-- DATA SHOWN --
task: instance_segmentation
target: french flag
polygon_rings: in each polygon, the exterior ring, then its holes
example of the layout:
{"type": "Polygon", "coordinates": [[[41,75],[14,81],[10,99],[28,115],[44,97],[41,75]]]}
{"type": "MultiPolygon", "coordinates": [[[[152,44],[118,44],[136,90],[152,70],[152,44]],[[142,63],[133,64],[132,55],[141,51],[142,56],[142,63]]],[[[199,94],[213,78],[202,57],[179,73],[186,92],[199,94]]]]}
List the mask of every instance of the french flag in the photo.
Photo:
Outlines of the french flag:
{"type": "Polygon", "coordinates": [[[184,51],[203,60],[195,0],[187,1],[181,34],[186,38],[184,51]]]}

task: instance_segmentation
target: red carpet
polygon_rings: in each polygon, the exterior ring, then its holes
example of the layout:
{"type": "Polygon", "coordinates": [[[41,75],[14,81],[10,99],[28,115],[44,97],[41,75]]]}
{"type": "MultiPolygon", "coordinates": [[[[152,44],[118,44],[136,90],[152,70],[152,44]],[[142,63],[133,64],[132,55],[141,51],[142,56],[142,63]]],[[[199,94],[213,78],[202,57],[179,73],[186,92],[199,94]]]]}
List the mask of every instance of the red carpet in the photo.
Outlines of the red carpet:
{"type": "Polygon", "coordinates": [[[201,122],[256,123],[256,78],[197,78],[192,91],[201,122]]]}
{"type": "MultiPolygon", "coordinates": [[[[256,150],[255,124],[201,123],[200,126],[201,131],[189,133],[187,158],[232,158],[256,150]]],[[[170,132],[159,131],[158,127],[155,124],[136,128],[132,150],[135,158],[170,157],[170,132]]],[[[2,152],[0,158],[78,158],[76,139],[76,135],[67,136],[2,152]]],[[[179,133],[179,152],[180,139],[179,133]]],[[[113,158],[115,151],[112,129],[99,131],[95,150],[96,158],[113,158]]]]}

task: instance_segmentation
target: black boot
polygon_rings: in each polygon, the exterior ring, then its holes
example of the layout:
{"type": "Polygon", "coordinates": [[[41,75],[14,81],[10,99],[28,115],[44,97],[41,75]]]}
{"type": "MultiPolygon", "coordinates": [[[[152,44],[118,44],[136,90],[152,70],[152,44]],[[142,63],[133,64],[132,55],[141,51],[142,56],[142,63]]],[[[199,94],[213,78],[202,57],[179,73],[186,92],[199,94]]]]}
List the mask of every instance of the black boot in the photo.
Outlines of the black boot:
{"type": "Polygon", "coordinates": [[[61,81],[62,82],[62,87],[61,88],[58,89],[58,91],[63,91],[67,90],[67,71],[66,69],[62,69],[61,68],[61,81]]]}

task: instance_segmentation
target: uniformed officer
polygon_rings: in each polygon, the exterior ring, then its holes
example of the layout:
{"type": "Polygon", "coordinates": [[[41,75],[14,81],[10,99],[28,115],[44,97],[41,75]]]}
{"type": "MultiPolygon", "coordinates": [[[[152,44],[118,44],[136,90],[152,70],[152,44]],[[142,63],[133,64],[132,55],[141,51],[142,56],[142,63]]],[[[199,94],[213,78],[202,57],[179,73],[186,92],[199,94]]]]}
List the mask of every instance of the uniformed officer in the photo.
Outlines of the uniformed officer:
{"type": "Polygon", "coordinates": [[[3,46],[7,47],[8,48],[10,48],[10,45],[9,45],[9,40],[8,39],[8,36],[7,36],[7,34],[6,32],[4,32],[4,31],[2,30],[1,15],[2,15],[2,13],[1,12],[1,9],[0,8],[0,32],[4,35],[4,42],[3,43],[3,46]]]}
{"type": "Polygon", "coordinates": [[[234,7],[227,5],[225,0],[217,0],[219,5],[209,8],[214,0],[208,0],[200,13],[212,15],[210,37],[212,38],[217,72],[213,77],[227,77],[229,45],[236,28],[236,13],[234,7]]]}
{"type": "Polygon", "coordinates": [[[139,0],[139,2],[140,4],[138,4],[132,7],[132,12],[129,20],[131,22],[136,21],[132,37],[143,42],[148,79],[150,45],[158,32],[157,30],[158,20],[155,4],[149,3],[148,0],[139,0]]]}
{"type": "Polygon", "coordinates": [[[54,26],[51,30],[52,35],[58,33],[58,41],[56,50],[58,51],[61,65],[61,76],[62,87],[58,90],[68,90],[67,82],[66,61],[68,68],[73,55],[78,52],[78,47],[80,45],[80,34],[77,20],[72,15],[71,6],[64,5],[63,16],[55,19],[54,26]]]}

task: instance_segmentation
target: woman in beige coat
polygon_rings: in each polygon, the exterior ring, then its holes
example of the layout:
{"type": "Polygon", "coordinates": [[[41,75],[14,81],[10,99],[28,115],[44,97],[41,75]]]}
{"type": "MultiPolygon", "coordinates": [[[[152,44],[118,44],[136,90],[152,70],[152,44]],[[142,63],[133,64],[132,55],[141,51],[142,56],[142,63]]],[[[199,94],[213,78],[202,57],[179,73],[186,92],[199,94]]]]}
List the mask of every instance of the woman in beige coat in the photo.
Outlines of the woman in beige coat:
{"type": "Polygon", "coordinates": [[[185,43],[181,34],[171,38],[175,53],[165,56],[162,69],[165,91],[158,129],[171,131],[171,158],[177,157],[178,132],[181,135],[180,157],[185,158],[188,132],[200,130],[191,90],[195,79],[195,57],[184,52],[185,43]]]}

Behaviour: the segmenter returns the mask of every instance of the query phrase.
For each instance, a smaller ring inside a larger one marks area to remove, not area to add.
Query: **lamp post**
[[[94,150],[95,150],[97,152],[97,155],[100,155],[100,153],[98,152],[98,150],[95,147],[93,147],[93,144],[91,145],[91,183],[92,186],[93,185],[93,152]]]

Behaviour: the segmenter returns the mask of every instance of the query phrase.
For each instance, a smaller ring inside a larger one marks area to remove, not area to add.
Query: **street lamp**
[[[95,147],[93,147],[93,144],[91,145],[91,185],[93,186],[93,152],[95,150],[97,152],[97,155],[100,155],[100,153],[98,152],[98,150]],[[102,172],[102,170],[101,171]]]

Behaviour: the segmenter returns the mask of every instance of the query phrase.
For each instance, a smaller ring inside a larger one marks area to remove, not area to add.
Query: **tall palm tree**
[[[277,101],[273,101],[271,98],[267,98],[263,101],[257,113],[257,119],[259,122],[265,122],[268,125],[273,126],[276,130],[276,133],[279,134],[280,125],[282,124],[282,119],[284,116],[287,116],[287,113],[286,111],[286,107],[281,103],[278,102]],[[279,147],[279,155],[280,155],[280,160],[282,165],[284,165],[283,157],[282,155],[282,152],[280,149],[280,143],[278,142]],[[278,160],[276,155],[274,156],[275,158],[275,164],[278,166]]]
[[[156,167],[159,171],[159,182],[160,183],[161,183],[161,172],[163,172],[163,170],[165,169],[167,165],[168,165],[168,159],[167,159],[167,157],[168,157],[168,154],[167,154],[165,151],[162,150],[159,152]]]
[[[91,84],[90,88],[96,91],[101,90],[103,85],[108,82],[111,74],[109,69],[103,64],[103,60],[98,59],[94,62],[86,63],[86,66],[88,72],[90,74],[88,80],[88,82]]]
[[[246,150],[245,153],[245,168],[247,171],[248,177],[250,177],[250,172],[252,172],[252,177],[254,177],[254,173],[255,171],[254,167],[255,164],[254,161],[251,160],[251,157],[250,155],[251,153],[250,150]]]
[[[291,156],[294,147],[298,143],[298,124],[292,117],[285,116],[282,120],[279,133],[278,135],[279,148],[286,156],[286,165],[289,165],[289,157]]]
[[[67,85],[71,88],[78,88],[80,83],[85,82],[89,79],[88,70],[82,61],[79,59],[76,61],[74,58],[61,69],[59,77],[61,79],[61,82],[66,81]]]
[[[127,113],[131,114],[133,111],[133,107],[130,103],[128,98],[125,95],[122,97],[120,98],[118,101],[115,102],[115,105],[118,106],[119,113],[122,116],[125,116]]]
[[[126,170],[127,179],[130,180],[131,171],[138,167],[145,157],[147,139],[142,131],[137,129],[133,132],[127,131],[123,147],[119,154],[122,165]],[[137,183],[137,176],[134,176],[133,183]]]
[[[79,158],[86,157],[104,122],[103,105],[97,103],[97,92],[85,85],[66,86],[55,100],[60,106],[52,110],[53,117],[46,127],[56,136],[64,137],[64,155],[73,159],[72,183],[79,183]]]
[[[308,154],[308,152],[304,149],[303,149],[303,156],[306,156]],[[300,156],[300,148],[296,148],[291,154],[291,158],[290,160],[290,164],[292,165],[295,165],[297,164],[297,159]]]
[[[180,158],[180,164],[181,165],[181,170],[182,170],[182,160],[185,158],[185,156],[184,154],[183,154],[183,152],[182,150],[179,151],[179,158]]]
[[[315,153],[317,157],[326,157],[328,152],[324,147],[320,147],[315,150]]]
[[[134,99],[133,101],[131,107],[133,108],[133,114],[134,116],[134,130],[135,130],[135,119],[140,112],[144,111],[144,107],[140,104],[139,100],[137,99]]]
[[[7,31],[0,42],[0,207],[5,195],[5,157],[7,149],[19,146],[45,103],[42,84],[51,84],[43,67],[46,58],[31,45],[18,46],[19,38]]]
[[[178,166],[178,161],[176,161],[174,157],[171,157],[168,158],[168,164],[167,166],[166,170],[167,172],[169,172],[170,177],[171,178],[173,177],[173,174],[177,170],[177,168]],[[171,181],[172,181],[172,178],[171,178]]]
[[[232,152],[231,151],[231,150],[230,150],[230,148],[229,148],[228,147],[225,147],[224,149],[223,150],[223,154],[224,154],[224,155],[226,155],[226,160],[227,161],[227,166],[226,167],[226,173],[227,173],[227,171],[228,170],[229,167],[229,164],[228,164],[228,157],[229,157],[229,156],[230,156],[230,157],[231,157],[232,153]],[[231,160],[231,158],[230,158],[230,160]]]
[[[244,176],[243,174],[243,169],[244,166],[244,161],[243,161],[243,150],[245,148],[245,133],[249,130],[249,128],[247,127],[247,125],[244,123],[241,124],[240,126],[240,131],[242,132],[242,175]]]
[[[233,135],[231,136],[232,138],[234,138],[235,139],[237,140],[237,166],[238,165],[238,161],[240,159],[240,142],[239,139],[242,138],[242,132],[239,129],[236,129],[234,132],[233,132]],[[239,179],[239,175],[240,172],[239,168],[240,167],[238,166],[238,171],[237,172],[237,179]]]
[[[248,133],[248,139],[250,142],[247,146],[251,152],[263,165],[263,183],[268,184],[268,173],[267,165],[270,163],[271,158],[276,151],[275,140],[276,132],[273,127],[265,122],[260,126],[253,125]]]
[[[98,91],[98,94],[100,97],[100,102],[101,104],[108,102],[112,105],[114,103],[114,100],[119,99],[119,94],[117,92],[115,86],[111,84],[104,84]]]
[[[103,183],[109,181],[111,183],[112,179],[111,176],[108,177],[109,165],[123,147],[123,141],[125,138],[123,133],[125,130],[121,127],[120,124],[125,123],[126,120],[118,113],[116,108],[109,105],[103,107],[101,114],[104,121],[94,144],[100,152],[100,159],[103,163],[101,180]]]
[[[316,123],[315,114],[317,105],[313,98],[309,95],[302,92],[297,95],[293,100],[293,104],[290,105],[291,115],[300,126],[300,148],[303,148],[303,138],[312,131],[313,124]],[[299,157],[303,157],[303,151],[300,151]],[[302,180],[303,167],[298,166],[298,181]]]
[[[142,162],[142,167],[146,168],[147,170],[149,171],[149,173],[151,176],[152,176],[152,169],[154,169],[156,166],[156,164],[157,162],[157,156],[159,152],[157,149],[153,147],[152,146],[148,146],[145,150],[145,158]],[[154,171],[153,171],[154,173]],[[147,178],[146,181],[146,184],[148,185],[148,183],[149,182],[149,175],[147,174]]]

-- SET EXERCISE --
Gather every line from the rows above that contains the word "flag".

-- RESULT BELOW --
target: french flag
List the mask of every instance of the french flag in the photo.
Outlines of the french flag:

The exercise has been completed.